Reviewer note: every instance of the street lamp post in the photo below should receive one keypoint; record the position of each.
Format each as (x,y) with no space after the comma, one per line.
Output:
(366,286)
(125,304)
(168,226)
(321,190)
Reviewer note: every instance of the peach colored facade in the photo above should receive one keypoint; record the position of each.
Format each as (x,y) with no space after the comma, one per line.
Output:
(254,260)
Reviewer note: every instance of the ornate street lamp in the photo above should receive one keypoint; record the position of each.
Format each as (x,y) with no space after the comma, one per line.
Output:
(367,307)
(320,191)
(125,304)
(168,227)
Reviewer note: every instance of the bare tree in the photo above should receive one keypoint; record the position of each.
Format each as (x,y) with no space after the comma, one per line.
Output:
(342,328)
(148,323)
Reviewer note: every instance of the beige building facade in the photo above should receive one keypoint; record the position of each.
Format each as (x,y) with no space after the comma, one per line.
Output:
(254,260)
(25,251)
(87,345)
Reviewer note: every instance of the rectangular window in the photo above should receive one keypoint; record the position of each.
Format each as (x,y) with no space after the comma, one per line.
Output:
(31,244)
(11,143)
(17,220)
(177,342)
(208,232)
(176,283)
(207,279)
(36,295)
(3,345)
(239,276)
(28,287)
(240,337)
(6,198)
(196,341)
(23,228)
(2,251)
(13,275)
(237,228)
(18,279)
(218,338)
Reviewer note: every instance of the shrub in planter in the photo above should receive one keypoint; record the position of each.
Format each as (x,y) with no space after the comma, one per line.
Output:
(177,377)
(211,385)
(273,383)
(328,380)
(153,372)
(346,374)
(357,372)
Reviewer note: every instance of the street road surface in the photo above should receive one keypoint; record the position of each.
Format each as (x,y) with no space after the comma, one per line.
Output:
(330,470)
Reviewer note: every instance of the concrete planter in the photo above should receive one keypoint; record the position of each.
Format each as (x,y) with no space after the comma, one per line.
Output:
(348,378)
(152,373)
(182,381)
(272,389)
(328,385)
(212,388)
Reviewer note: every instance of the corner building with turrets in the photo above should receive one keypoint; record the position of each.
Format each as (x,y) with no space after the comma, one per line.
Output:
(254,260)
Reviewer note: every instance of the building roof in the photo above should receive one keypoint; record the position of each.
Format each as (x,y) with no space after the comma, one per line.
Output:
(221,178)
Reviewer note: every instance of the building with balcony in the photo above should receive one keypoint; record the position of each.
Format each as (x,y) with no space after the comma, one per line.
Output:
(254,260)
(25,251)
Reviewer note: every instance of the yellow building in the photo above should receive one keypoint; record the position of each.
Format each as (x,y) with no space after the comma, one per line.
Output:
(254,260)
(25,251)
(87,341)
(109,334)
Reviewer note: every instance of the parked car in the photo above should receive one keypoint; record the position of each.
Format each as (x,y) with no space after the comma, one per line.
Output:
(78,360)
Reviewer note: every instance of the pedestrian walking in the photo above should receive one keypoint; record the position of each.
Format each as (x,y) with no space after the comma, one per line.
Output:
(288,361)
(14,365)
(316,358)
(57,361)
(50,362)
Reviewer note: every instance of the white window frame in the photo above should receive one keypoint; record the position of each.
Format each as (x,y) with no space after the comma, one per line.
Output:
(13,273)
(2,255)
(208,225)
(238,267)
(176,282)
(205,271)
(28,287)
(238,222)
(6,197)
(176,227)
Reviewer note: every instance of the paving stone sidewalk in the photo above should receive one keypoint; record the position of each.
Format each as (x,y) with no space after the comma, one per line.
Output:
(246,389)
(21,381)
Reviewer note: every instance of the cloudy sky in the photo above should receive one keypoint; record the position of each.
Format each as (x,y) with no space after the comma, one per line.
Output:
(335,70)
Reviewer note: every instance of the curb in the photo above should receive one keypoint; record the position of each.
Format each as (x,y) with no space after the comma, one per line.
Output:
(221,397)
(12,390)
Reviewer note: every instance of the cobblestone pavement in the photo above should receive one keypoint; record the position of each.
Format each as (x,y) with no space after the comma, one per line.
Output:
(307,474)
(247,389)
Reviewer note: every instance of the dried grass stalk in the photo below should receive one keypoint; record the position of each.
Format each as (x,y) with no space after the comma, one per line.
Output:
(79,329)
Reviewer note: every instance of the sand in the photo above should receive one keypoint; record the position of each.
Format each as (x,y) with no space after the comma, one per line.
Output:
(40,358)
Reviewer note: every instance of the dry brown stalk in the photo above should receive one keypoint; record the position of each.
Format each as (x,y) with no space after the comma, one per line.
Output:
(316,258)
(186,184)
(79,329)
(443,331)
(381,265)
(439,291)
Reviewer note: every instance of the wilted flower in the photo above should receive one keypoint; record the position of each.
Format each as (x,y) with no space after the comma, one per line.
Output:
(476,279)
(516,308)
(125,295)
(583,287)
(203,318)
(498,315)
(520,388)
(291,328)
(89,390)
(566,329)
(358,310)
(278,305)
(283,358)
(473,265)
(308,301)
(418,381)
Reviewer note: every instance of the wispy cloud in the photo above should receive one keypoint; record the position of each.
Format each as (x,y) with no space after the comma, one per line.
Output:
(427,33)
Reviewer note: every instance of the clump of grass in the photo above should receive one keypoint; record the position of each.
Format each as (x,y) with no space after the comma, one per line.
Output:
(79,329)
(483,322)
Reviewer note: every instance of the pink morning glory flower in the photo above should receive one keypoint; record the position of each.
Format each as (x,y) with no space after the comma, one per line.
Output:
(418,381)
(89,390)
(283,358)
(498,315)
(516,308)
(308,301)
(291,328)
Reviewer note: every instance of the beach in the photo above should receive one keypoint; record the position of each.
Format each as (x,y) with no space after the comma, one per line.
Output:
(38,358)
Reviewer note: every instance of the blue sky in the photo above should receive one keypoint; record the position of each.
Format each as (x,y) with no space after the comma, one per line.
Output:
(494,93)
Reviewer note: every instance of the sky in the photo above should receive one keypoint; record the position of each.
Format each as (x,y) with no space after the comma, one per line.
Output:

========

* EXERCISE DETAILS
Write down the full listing again, exactly.

* SOLUTION TO THIS TASK
Reviewer note: every instance of the street lamp post in the photo below should receive one keypoint; record the position of each.
Format each as (x,y) with no space after the comma, one per line.
Output:
(366,286)
(125,304)
(168,226)
(321,190)
Reviewer note: every instance of the peach colored facade in the photo above should receive one keypoint; record the position of each.
Format each as (x,y) with no space after the comma, one per line.
Output:
(254,260)
Reviewer note: every instance of the ornate street lamp in the photo above should receive one keypoint; record the position of each.
Format each as (x,y) with no space after the comma, one per line.
Output:
(367,307)
(320,191)
(125,304)
(168,227)
Reviewer note: every instance of the bare tree in the photo above should receive one keypoint; record the position of each.
Format each as (x,y) with no space after the comma, one per line.
Output:
(342,328)
(148,323)
Reviewer note: every instance of the beige building facade in the photo above should receive one keypoint; record the position of each.
Format each as (x,y) with no space after the comma, one per line.
Output:
(254,260)
(25,251)
(87,345)
Reviewer note: every instance of the rectangular window in the photo above should receive one keypoint; record the position of each.
Format each as (x,y) with no space after the comma, one per line.
Output:
(31,244)
(11,143)
(17,220)
(177,342)
(208,232)
(176,283)
(207,279)
(36,295)
(3,345)
(239,276)
(28,287)
(240,337)
(6,198)
(196,341)
(23,228)
(2,251)
(13,275)
(237,228)
(18,279)
(218,338)
Reviewer note: every instance of the shrub in planter in the photo above should receive one keypoint; record the position of each.
Format each as (x,y) with no space after the comma, one per line.
Output:
(177,377)
(211,385)
(273,383)
(328,380)
(153,372)
(346,374)
(357,372)
Reviewer note: every instance of the street road surface in the photo above should receive one keypoint; record the position of each.
Format each as (x,y) with no space after the comma, one per line.
Output:
(330,470)
Reviewer note: every instance of the concrete planter in the photo above should receive one keypoint; record the position of each.
Format each as (x,y) with no space after the comma, one per line.
Output:
(348,378)
(152,373)
(182,381)
(272,389)
(328,385)
(212,388)
Reviewer note: every instance of the corner building with turrets in the photo above should receive one keypoint; record the position of each.
Format each as (x,y) with no space after the comma, one per line.
Output:
(254,260)
Reviewer note: every instance of the building roof in the photo above should receive one keypoint; record the position of each.
Format each as (x,y) with no space after the comma, one per line.
Output:
(221,178)
Reviewer note: every instance of the building with balcony in the photo above should receive one keypoint; record the position of each.
Format each as (x,y) with no space after the comma, one per line.
Output:
(254,260)
(25,251)
Reviewer note: every instance of the yellow building in the photo above should receive one keypoint; record the position of each.
Format each as (x,y) with no space after the comma, one per line.
Output:
(254,260)
(25,251)
(87,341)
(109,334)
Reviewer note: every instance of the parked car in the photo above should receive one keypoint; record the position of each.
Format each as (x,y) with no space after the comma, one per line.
Output:
(78,360)
Reviewer note: every instance of the pedestrian walking in the photo above should receive one keypoint; record the position of each.
Format each as (x,y) with no space after the comma, one per line.
Output:
(288,361)
(14,365)
(316,358)
(57,361)
(50,362)
Reviewer note: every instance of the white window frame in the photo above should receive one keypoint; record the position of each.
Format each as (x,y) with no space after the comma, one per line.
Output:
(13,273)
(2,255)
(208,225)
(238,267)
(176,282)
(205,271)
(28,287)
(238,222)
(6,197)
(176,227)
Reviewer note: every instance of the paving stone sidewalk in the photo above should receive one keypoint; record the position of each.
Format each as (x,y) with no space after the comma, one per line.
Output:
(246,389)
(21,381)
Reviewer note: every instance of the cloudy sky in the photo above should receive one keypoint; record the position of each.
Format each as (x,y) with no space after the comma, one per line.
Output:
(335,70)
Reviewer note: every instance of the curb in the photo above should receive one keypoint; record the position of each.
Format each as (x,y) with no space after the comma, one per line.
Output:
(221,397)
(12,390)
Reviewer note: every instance of the cobblestone pavement in the photo above should receive one keypoint; record the position of each.
Format each as (x,y) with no space after the comma, one per line.
Output:
(307,474)
(247,389)
Reviewer note: every instance of the dried grass stalk in the photo below should receive one keypoint; record the position of each.
Format each as (x,y) with no space after the comma, one per line.
Output:
(79,329)
Reviewer note: every instance of the sand in the photo above should receive one keypoint; record the position of each.
Format each as (x,y) with no space after the comma, one per line.
Output:
(40,358)
Reviewer note: every instance of the dry brown stalk in the photo above should receive one keypoint; record the position of each.
Format each as (x,y) with no space after the comma, one per line.
Output:
(316,258)
(186,184)
(79,329)
(443,331)
(381,265)
(439,291)
Reviewer note: every instance of the wilted flower in the photo above should receive one keypoint; record the position of each.
Format each as (x,y) with no space after the comma, one per line.
Output:
(476,279)
(516,308)
(125,295)
(583,287)
(203,318)
(498,315)
(520,388)
(291,328)
(89,390)
(566,329)
(358,310)
(278,305)
(283,358)
(473,265)
(308,301)
(418,381)
Reviewer note: every instance of the wispy cloud in the photo above should receive one keypoint; record the position of each.
Format each as (x,y) with no space after the comma, one per line.
Output:
(427,33)
Reviewer note: every instance of the clump of grass in the photo above should receive one keypoint; record the position of each.
Format each as (x,y) with no space after the comma, one per line.
Output:
(79,329)
(483,322)
Reviewer note: every instance of the pink morning glory flower in the photo above should receive one keypoint; record the position of each.
Format each as (x,y) with no space after the comma, one per line.
Output:
(418,381)
(89,390)
(283,358)
(498,315)
(516,308)
(308,301)
(291,328)
Reviewer note: every instance of the beach in the photo above should receive one keypoint; record the position of each.
Format each as (x,y) with no space after the comma, one per line.
Output:
(38,358)
Reviewer note: every instance of the blue sky in the photo above should receive one keypoint; record the position of each.
Format each as (x,y) with no space after the comma, one per line.
Output:
(494,93)
Reviewer note: every instance of the sky in the photo above should receive one keypoint; record the position of each.
Format each as (x,y) with no space after the comma, one per line.
Output:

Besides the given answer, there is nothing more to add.